Data provided.
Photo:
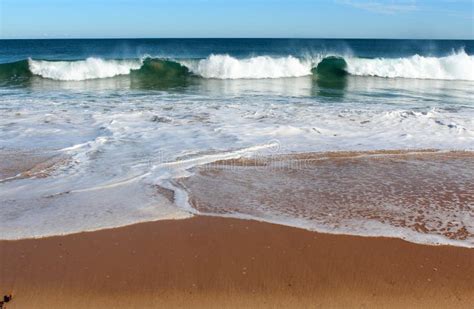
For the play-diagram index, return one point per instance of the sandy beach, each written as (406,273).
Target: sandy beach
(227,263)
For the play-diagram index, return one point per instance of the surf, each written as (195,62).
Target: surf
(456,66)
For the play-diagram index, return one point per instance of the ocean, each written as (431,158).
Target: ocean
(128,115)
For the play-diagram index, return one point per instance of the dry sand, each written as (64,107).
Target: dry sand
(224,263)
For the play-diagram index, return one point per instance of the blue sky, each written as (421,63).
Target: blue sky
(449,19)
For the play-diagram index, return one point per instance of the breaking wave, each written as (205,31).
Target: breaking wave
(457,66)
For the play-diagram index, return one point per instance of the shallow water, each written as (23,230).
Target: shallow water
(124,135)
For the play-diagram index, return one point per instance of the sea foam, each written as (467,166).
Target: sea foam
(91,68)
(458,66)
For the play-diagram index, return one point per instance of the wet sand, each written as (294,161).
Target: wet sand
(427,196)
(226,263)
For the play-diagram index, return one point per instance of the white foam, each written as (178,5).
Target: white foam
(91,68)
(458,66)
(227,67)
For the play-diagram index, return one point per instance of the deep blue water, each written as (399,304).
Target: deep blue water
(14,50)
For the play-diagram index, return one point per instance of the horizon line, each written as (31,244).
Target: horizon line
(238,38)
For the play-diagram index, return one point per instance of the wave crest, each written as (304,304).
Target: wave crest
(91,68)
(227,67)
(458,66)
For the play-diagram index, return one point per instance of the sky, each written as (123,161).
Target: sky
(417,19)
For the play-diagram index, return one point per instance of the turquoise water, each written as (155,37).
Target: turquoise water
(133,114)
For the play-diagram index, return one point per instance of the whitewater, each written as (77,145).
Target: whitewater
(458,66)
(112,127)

Aim. Copy these lines word for word, leaving out the pictures.

Task output.
Photo:
For the play-diagram index, return one point per instance of the sandy beach, each written as (406,273).
Target: sandy beach
(227,263)
For the play-diagram index, return one point per instance of the surf, each written as (195,62).
Target: surf
(456,66)
For the play-diagram index, return one point per instance of the ocean, each written as (431,158).
Target: ocean
(128,115)
For the play-diagram index, return one point per instance of the dry sand, each written as (64,107).
Target: dry sand
(224,263)
For the play-diagram index, return one point per instance of the blue sky, each written as (421,63).
Target: blue sky
(449,19)
For the play-diagram index, return one point per instance of the breaking wave, each written as (205,31).
Target: breaking wave
(457,66)
For the play-diagram index, return one point per instance of the shallow water, each written as (23,230).
Target: shallow water
(124,135)
For the play-diagram index, return one point per instance of the sea foam, each written as (467,166).
Target: sea foam
(91,68)
(458,66)
For the play-diagram index, return one point per instance of the wet sand, each written as (294,161).
Target: wet sand
(427,196)
(226,263)
For the play-diagram index, return one point per instance of the white foam, each written as (178,5).
Target: white foam
(91,68)
(458,66)
(227,67)
For the play-diagram index, return one point per instance of the deep blue water, each written as (399,304).
Target: deep blue water
(14,50)
For the play-diagram index, return one point per instance of the horizon line, each written as (31,244).
Target: horizon line
(238,38)
For the play-diagram index, return one point per instance of the wave crest, each written as (304,304).
Target: wave crest
(91,68)
(227,67)
(458,66)
For the play-diagram index, return one point per instance of the sky, each written as (123,161).
Target: sky
(417,19)
For the play-diagram index, return one point per instance of the turquoise water, each written as (155,37).
Target: turquoise water
(133,114)
For the play-diagram index, return one point per instance of the whitewater, each written as (77,145).
Target: whitewater
(458,66)
(112,127)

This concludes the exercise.